練習問題 |
1. 文書抜粋のうち、「キャサリンさんの最初の課題は」から「よう努めようと改めて思った。」までの部分を、両端の語句も含めて一字一句そのまま書き写しなさい。
2. 次の(a)〜(c)が文書抜粋の内容と一致するかどうかを、それぞれ「はい」か「いいえ」で判定しなさい。判定には、根拠となる文書抜粋の語句を正確に引用して添えること。
(a) キャサリンさんの最初の課題は、ペルーの過去の大規模災害や災害対応などを調べ、日本語で発表することだった。
(b) キャサリンさんは、徳島県美波町をAMDA中学高校生会と一緒に訪問した。
(c) ホウエツ病院は大きなヘリポートを備えている。

キャサリンさんの最初の課題は、自国ペルーの過去の大規模災害や、災害対応などを調べ、日本語でAMDA 職員たちに発表することだった。職員たちもペルーについて、特に日本同様、大地震の発生が予想されていること、そしてキャサリンさんは予想される大地震に対し、同国内での防災意識向上を目指していることを伺った。キャサリンさんも職員たちも、本研修がより良い成果となるよう努めようと改めて思った。
その後、AMDA 事務所にてこれまでの災害支援、そして南海トラフ災害に向けた取り組みなどについて学んだ。これまで支援活動にご協力いただいた方々やAMDA ペルー支部と直接、あるいはオンラインでキャサリンさんに活動内容についてもお話しいただいた。特に、東日本大震災以降、復興に携わってこられている岩手県大槌町の方々とのオンラインミーティングでは、「郷土愛があったから、この土地で復興に携わった。」「震災・人の転出により人口が減り、コミュニティが崩壊した。今後はコミュニティを強化していきたい。」とのお話に、キャサリンさんは「『ここで生まれ、ここで育ち、ここに住み続けたい』という大槌町の人に感動して心がとても暖かくなった。この経験で私はもっと自分の力で変わりたいと思った。」と感想を述べた。
また、複数の機関・施設を訪問し、それぞれの立場での災害・防災対応について伺った。岡山県や岡山県総社市、岡山市西消防署では、それぞれの災害や防災の取り組みに加え、2018年に岡山県下で甚大な被害を受けた西日本豪雨での対応についてもお話をいただいた。また、川崎医科大学附属病院と岡山済生会総合病院では、DMAT( 災害派遣医療チーム) などの災害時の医療対応について伺った。
加えて、発生が予想されている南海トラフ地震・津波に対し、「AMDA南海トラフ災害対応プラットフォーム」として、AMDA とともに準備を進めている徳島県美波町をキャサリンさんは訪問した。町役場の担当者や美波町国民健康保険美波病院から南海トラフ災害発生時の対応計画をご説明いただいた。また、同県医療法人芳越会ホウエツ病院も訪れ、大きなヘリポートを備えているため、緊急時に被災者のケアと派遣を行うための非常に重要なアクセスポイントであることを学んだ。そして、同じくプラットフォーム協力自治体である高知県黒潮町には、AMDA 中学高校生会と訪問し、同町の職員から防災についてのご説明、そして同町内の中学校・高校より各校の取り組みについて伺った。その他、中学高校生会メンバーとアルミ缶で炊飯とカレーを作り、「逃げトレ」というアプリを用いて津波避難タワーまで避難する訓練にも参加。キャサリンさんも知識としてだけでなく、「生徒の参加を見て、災害への備えと対応の重要性を強化するのに役立つ、ペルーの学校でのより多くの活動を考え出すようになった。」と語った。

資料データ |
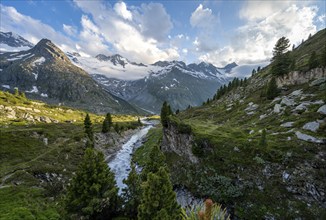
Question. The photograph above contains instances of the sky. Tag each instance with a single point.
(218, 32)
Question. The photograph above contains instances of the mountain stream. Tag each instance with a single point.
(120, 165)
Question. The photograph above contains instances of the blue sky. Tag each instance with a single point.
(218, 32)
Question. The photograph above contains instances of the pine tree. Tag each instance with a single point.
(281, 58)
(164, 114)
(158, 198)
(258, 69)
(132, 194)
(313, 61)
(16, 91)
(22, 94)
(117, 128)
(89, 128)
(272, 90)
(107, 123)
(323, 57)
(156, 160)
(280, 47)
(92, 193)
(263, 141)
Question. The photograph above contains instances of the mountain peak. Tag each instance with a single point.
(49, 50)
(14, 41)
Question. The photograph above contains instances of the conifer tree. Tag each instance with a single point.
(263, 141)
(165, 110)
(89, 127)
(92, 193)
(272, 90)
(313, 61)
(158, 198)
(22, 94)
(323, 57)
(117, 128)
(107, 123)
(16, 91)
(281, 59)
(156, 160)
(132, 194)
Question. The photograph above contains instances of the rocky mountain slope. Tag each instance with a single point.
(150, 85)
(44, 72)
(10, 42)
(263, 159)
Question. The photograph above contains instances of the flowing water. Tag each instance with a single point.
(120, 165)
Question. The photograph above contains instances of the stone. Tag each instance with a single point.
(251, 107)
(322, 110)
(287, 124)
(296, 92)
(277, 108)
(302, 106)
(262, 116)
(308, 138)
(311, 126)
(317, 82)
(276, 99)
(45, 119)
(45, 141)
(285, 176)
(287, 101)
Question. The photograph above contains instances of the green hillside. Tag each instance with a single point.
(278, 174)
(41, 147)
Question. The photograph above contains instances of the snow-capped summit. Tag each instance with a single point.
(10, 42)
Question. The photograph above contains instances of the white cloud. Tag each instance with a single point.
(202, 17)
(29, 28)
(70, 30)
(121, 9)
(137, 40)
(207, 25)
(255, 40)
(154, 21)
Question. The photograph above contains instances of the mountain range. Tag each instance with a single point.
(149, 85)
(104, 83)
(44, 72)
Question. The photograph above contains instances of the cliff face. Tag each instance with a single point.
(181, 144)
(299, 77)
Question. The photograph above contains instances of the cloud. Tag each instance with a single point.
(70, 30)
(202, 17)
(91, 40)
(154, 21)
(254, 41)
(121, 9)
(137, 40)
(207, 25)
(29, 28)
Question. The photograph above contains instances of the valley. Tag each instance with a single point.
(136, 111)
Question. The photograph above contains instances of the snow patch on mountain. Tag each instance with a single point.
(39, 61)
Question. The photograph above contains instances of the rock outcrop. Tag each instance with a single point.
(181, 144)
(300, 77)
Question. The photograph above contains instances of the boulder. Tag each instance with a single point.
(277, 108)
(287, 124)
(45, 119)
(287, 101)
(322, 110)
(308, 138)
(296, 93)
(317, 82)
(311, 126)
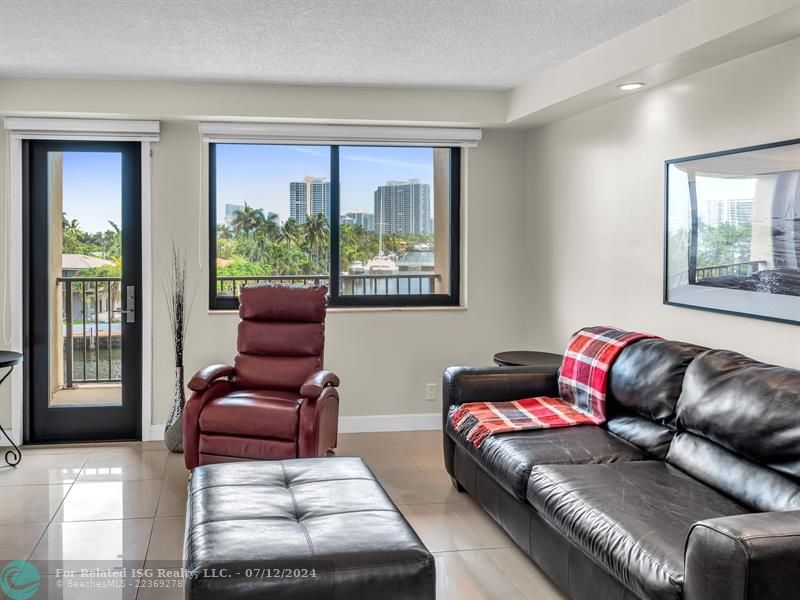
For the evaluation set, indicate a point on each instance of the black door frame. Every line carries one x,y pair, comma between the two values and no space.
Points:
78,423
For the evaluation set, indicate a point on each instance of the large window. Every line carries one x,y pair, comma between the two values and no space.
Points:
378,225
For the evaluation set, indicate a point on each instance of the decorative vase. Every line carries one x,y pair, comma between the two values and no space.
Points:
173,433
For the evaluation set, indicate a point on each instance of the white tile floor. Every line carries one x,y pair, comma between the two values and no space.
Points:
126,502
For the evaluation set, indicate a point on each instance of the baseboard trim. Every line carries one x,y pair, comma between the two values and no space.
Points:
407,422
155,433
359,424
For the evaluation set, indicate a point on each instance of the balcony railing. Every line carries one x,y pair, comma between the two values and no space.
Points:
351,285
741,269
91,331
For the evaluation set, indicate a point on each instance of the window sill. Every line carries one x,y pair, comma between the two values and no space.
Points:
366,309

解答 |
1.
キャサリンさんの最初の課題は、自国ペルーの過去の大規模災害や、災害対応などを調べ、日本語でAMDA 職員たちに発表することだった。職員たちもペルーについて、特に日本同様、大地震の発生が予想されていること、そしてキャサリンさんは予想される大地震に対し、同国内での防災意識向上を目指していることを伺った。キャサリンさんも職員たちも、本研修がより良い成果となるよう努めようと改めて思った。

2.
(a) はい。「自国ペルーの過去の大規模災害や、災害対応などを調べ、日本語でAMDA 職員たちに発表することだった」
(b) いいえ。「高知県黒潮町には、AMDA 中学高校生会と訪問し」
(c) はい。「大きなヘリポートを備えている」